● **Passage given**

-=-=-=-=-

# Greta's prosyhetic foot



## tmsoday (Jun 11, 2011)

Greta is a young German Shepherd that arrive at Berkeley Animal Care and Services missing her right hind foot. The attached video shows Greta working with her prosthetic.

Fraulein Greta on Vimeo#


----------



## Cheyanna (Aug 18, 2012)

Amazing.


Sent from Petguide.com Free App


----------



## Mary Beth (Apr 17, 2010)

That is amazing. I hope Greta finds her forever home.


----------



## tmsoday (Jun 11, 2011)

Spelling could be much better. "Prosthetic", the "y" being next to the "t" my fingers got it wrong, and as a proof reader I definitely fail miserably


----------



## tmsoday (Jun 11, 2011)

More of Greta's videos and photos can be seen at:

https://www.facebook.com/GRETAFOOT


----------



## Jaders (Jul 8, 2012)

Wow. 
pretty cool!
Greta looks like she really does like that prosthetic!!

-=-=-=-=-

● **Records provided**
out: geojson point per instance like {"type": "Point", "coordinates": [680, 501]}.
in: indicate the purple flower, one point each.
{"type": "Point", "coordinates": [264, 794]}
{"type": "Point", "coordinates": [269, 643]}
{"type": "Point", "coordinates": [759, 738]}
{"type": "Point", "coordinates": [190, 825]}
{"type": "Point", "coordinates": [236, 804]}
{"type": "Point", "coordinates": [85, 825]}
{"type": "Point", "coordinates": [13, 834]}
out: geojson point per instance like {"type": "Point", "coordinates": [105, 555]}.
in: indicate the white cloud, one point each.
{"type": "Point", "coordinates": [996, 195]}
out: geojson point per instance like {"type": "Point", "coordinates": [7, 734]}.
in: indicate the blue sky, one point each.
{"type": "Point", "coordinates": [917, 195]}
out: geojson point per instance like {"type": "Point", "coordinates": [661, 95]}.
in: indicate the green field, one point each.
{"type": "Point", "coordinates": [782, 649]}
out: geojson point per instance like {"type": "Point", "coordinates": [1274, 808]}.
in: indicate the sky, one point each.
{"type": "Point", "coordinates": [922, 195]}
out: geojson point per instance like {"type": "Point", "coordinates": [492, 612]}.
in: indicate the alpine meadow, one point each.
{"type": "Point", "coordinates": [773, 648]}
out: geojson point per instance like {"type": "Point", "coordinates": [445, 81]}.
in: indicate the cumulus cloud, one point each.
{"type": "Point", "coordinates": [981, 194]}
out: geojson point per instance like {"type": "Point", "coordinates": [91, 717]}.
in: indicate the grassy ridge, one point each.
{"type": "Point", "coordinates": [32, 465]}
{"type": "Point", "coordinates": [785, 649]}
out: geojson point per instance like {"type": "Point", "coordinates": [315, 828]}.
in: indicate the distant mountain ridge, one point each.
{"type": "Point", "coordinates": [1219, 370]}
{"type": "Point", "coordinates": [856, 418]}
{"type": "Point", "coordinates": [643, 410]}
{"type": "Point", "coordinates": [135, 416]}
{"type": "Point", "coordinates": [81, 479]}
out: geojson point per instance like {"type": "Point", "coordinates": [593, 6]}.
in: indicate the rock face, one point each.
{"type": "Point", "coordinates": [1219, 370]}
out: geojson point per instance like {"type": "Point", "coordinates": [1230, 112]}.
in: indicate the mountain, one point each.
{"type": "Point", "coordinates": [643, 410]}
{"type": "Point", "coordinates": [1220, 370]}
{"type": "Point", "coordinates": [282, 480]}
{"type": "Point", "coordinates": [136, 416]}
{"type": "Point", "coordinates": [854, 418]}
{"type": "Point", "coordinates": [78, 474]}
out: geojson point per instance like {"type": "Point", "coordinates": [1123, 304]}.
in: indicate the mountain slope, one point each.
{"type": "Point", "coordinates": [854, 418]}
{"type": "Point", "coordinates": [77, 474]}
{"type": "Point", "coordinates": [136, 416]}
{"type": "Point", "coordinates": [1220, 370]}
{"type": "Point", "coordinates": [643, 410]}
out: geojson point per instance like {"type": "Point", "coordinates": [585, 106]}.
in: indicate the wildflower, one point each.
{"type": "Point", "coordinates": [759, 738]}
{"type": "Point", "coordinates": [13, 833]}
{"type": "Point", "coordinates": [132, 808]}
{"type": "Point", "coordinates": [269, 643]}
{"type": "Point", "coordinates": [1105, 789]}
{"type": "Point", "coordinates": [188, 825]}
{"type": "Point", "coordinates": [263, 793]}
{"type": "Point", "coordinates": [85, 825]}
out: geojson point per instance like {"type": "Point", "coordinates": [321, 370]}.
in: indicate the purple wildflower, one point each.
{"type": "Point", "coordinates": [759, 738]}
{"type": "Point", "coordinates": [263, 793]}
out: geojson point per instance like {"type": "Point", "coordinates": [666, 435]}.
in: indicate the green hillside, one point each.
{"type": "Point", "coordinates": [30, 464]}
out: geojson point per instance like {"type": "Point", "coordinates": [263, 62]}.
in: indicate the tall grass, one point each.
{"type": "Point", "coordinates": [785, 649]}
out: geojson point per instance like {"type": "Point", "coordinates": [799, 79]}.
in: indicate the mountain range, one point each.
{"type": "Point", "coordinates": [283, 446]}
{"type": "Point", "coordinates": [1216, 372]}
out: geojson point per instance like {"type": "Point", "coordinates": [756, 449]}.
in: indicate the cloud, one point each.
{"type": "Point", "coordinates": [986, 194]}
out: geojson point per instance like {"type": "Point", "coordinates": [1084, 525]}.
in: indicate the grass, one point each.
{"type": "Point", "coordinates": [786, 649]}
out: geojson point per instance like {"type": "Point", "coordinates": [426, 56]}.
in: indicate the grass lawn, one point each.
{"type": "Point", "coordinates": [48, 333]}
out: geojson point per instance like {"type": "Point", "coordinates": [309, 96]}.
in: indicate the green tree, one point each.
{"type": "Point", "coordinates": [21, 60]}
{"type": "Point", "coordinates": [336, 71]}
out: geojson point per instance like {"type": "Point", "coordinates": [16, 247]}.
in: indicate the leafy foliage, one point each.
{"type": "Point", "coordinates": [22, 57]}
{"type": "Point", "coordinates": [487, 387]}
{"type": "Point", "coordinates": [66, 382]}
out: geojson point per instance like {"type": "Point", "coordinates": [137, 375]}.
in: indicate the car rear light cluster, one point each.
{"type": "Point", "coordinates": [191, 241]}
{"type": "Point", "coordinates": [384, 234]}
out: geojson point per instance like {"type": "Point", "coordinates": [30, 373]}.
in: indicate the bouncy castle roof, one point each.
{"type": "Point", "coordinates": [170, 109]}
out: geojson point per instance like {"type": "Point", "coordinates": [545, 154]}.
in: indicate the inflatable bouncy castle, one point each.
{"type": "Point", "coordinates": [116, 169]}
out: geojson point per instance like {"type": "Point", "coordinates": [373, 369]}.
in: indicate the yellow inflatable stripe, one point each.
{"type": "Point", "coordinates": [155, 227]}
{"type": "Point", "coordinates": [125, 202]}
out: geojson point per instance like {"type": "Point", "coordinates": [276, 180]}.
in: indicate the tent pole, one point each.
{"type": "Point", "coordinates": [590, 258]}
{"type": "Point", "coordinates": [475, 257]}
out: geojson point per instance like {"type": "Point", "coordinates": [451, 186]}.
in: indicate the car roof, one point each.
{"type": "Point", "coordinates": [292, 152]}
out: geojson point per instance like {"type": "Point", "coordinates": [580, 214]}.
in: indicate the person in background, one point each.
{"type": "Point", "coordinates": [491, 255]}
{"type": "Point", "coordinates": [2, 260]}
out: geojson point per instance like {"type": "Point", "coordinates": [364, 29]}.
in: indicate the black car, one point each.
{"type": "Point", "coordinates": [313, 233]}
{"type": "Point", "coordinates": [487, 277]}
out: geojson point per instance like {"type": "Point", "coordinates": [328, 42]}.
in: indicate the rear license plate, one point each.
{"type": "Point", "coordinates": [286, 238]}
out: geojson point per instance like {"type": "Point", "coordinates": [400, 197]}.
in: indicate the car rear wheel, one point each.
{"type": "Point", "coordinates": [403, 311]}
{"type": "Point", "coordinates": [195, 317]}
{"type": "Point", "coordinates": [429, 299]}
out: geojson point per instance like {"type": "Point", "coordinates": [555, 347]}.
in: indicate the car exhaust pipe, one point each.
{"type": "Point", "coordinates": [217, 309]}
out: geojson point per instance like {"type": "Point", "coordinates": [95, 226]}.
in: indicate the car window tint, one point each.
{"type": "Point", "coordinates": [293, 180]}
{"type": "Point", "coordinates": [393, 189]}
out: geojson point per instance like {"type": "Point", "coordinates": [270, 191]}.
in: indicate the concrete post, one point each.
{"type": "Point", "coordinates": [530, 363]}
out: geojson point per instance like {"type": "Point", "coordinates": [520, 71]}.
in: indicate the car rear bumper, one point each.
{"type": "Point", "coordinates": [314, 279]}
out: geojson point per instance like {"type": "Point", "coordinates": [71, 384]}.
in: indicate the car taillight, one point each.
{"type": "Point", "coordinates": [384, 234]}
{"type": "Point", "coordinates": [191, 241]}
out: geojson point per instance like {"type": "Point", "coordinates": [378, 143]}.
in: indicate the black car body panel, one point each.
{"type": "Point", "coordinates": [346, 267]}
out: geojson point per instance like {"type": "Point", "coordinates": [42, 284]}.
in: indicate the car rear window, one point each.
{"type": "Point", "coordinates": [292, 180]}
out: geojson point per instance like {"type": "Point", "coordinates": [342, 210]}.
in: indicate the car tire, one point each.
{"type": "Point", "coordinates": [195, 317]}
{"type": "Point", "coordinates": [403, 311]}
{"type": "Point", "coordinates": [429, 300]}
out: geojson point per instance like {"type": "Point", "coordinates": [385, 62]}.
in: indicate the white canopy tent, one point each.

-=-=-=-=-

● **Aim 1**
Which lines of the records contain the word "cloud"? Filter those out and copy each one.
● **Aim 2**
Could you carry on the thread about Greta's prosthetic foot, picking up after its last post?

● **Task answer 1**
in: indicate the white cloud, one point each.
in: indicate the cumulus cloud, one point each.
in: indicate the cloud, one point each.

● **Task answer 2**
----------



## Msmaria (Mar 2, 2013)

Wow, dogs never cease to amaze me. What a beautiful girl.


----------



## tmsoday (Jun 11, 2011)

*Greta has her new foot now she needs a new home.*

What Greta truly needs is a forever home. She has been at Berkeley Animal Care and Services since October 2012. The shelter and the volunteers have contributed the funds necessary to obtain Greta's new foot> The staff at the shelter and the volunteers have been working with Greta while she adjust to the prosthetic.

If only someone would step forward and adopt Greta.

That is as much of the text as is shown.